Written exercise 1.
Could you return the records unchanged, from their very start through the line holding "pixel 502 402", with both ends included?

- Promotional release poster

ロボットカーニバル (Robotto Kānibaru)
- Directed by: Hidetoshi Ōmori; Hiroyuki Kitakubo; Hiroyuki Kitazume; Katsuhiro Otomo; Kōji Morimoto; Mao Lamdo; Takashi Nakamura; Yasuomi Umetsu;
- Written by: Hidetoshi Ōmori; Hiroyuki Kitakubo; Hiroyuki Kitazume; Katsuhiro Otomo; Koji Morimoto; Mao Lamdo; Takashi Nakamura; Yasuomi Umetsu;
- Music by: Joe Hisaishi; Isaku Fujita; Masahisa Takeichi;
- Studio: A.P.P.P.
- Licensed by: Discotek Media
- Released: July 21, 1987
- Runtime: 91 minutes

= Robot Carnival =

1987 anime anthology film

Robot Carnival (ロボットカーニバル, Robotto Kānibaru) is a Japanese anthology original video animation (OVA) and anime film released in 1987.

The film consists of nine shorts by different well-known directors, many of whom started out as animators with little to no directing experience. Each has a distinctive animation style and story, ranging from comedic to dramatic storylines. The music was composed by Joe Hisaishi and Isaku Fujita and arranged by Joe Hisaishi, Isaku Fujita, and Masahisa Takeichi.

Records to process.

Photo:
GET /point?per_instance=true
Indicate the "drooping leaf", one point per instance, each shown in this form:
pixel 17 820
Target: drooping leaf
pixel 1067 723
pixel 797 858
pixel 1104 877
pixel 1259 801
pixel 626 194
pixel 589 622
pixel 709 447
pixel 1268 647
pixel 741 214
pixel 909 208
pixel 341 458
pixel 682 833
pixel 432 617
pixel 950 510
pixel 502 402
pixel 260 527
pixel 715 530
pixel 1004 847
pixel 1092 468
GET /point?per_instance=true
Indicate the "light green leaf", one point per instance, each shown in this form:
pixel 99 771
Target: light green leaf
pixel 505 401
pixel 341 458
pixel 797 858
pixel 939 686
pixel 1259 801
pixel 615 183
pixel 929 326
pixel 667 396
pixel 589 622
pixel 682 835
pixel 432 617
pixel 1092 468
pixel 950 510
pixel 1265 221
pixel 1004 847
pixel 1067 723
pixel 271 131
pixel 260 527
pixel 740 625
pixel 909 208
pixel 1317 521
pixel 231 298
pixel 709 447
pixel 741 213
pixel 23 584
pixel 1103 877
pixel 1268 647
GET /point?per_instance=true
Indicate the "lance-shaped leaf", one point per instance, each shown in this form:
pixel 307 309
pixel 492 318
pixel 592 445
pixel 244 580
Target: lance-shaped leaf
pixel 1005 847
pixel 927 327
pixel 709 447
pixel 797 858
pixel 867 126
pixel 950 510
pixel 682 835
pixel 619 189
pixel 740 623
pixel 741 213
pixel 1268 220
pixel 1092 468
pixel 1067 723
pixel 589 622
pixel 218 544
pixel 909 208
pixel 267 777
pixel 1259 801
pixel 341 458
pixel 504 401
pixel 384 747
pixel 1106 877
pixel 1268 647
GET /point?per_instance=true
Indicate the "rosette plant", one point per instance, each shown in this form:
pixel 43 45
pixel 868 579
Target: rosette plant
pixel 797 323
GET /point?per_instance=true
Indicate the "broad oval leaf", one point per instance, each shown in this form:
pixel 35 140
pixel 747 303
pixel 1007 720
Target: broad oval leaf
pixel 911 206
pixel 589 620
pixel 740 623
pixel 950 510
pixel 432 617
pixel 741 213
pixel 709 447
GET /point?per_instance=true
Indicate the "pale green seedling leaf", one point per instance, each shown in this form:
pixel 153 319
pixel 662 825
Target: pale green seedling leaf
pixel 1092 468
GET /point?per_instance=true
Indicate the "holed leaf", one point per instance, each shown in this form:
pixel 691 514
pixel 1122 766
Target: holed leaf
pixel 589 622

Written exercise 2.
How would you put this sentence from the Robot Carnival text into Spanish: "Each has a distinctive animation style and story, ranging from comedic to dramatic storylines."?

Full response 1.
Photo:
GET /point?per_instance=true
Indicate the "drooping leaf", one point per instance, each shown in this form:
pixel 17 820
Target: drooping leaf
pixel 1067 723
pixel 797 858
pixel 1104 877
pixel 1259 801
pixel 626 194
pixel 589 622
pixel 709 447
pixel 1268 647
pixel 741 214
pixel 909 208
pixel 341 458
pixel 682 833
pixel 432 617
pixel 950 510
pixel 502 402

Full response 2.
Cada uno tiene un estilo de animación y una historia distintivos, con argumentos que van desde lo cómico hasta lo dramático.